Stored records
_ _ _ _ _

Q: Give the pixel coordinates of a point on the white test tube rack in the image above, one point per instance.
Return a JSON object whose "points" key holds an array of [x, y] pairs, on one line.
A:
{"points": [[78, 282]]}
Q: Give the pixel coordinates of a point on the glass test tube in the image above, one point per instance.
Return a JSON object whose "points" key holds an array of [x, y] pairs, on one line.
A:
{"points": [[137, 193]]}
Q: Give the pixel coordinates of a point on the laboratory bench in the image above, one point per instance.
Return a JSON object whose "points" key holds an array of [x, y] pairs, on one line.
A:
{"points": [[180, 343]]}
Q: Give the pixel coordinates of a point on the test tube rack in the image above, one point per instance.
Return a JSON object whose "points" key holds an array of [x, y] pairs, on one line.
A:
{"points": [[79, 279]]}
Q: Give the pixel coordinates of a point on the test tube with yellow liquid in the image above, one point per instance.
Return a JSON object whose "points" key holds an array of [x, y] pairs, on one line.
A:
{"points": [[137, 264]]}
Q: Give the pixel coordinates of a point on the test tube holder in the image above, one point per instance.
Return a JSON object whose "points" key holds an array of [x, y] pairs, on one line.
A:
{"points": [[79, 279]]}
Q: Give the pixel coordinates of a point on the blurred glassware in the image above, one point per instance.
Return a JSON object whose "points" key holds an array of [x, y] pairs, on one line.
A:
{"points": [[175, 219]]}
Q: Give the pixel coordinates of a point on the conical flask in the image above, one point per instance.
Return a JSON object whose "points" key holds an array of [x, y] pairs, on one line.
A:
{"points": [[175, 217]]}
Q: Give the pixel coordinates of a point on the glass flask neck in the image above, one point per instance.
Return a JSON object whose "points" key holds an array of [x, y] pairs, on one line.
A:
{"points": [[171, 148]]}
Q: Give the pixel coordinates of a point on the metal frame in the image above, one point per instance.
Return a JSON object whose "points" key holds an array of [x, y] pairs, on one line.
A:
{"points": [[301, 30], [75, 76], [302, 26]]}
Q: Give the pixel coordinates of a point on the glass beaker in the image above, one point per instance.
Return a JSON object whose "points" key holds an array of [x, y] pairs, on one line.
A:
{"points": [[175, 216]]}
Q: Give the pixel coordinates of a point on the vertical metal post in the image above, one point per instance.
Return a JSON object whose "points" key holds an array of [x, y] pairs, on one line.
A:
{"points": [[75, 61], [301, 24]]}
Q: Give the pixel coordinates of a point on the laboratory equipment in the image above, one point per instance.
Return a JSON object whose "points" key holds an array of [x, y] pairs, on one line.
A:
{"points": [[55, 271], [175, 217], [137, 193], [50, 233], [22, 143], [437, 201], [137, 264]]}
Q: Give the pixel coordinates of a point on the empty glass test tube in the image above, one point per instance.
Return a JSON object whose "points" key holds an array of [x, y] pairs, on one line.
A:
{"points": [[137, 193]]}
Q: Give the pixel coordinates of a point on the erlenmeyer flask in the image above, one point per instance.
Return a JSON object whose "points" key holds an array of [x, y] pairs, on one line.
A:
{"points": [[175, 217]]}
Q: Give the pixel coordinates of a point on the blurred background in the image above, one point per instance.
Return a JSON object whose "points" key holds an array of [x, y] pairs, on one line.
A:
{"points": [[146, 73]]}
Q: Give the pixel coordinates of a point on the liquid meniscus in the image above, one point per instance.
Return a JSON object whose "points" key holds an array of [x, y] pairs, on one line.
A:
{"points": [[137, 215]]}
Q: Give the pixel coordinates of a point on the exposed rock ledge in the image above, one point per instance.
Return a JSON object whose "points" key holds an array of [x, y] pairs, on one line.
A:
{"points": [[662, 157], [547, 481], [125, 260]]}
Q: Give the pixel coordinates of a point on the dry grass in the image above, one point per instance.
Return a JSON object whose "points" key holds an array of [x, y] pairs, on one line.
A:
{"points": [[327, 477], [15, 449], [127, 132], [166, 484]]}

_ _ _ _ _

Print all of the material above again, line for line, with no changes.

Q: Give the pixel coordinates of a point on the white test tube rack in the image above, one point per instance.
Return a JSON object whose "points" key holds an array of [x, y] pairs, on one line.
A:
{"points": [[78, 282]]}
Q: Give the pixel coordinates of a point on the glass test tube in the image above, one point per instance.
Return a JSON object whose "points" key holds an array of [x, y] pairs, on one line.
A:
{"points": [[137, 193]]}
Q: Give the pixel coordinates of a point on the laboratory bench in the image above, one point per instance.
Return a JSON object whose "points" key holds an array of [x, y] pairs, on one line.
A:
{"points": [[180, 343]]}
Q: Give the pixel coordinates of a point on the test tube rack in the image above, one point per instance.
Return a JSON object whose "points" key holds an array of [x, y] pairs, on one line.
A:
{"points": [[79, 279]]}
Q: Give the pixel coordinates of a point on the test tube with yellow liquid in the image above, one point per instance.
Return a JSON object whose "points" key holds an array of [x, y] pairs, on one line.
A:
{"points": [[137, 264]]}
Q: Give the pixel coordinates of a point on the test tube holder in the image above, one point per instance.
Return a JSON object whose "points" key holds an array of [x, y] pairs, on one line.
A:
{"points": [[79, 279]]}
Q: Give the pixel coordinates of a point on the blurred glassware in the image above, one point per instance.
Return a JSON object whose "points" key holds an array of [x, y] pairs, on one line.
A:
{"points": [[175, 219]]}
Q: Give the pixel coordinates of a point on the conical flask in the image above, one point per instance.
Return a JSON object whose "points" key holds an array of [x, y] pairs, on one line.
A:
{"points": [[175, 217]]}
Q: Give the pixel coordinates of a point on the glass flask neck in the image above, one point per instance.
Return a JSON object whose "points" key holds an array of [x, y] pairs, on one line.
A:
{"points": [[171, 148]]}
Q: Give the pixel coordinates of a point on the metal frame in the image above, one point per instance.
Return a JSON object whose "points" key holds an array of [x, y] pairs, on one line.
A:
{"points": [[301, 30], [75, 76], [302, 26]]}
Q: Give the pixel coordinates of a point on the glass beaker in the image above, one point per instance.
Return a JSON object whose "points" key holds an array of [x, y] pairs, on one line.
A:
{"points": [[175, 216]]}
Q: Give the pixel coordinates of a point on the vertical metal post in the image above, one point per instance.
Return a JSON object whose "points" key holds an array of [x, y] pairs, on one line.
A:
{"points": [[75, 61], [301, 24]]}
Q: Give the pixel coordinates of a point on the laboratory equipment in the image above, one point per instance.
Return a JSON object whose "points" key holds an array of [x, y] pairs, on one line.
A:
{"points": [[55, 271], [175, 217], [137, 193], [50, 233], [22, 143], [437, 201], [137, 264]]}
Q: Give the pixel coordinates of a point on the empty glass test tube in the image above, one point per instance.
Return a JSON object whose "points" key holds an array of [x, y] pairs, on one line.
A:
{"points": [[137, 193]]}
Q: Give the pixel coordinates of a point on the erlenmeyer flask in the image above, one point per instance.
Return a JSON object whose "points" key holds an array of [x, y] pairs, on one line.
A:
{"points": [[175, 217]]}
Q: Give the pixel coordinates of a point on the blurred background in the image above, one point per instance.
Return a JSON object whose "points" key holds an array of [x, y] pairs, on one line.
A:
{"points": [[146, 73]]}
Q: Give the pixel coordinates of a point on the liquid meniscus in the image above, one point per instance.
Return a JSON object whose "points" key holds an array of [x, y] pairs, on one line.
A:
{"points": [[137, 215]]}
Q: Give the pixel coordinates of a point on the exposed rock ledge in the image above, one point per instance.
Return a JSON object whose "points" key holds an array of [x, y] pairs, on one line.
A:
{"points": [[662, 157], [547, 481], [125, 260]]}
Q: Give the pixel coordinates of a point on the dry grass in the image above, one point per instance.
Return a JSON object whose "points" key holds an array of [x, y] pairs, on one line.
A:
{"points": [[327, 477], [15, 449], [127, 132], [166, 484]]}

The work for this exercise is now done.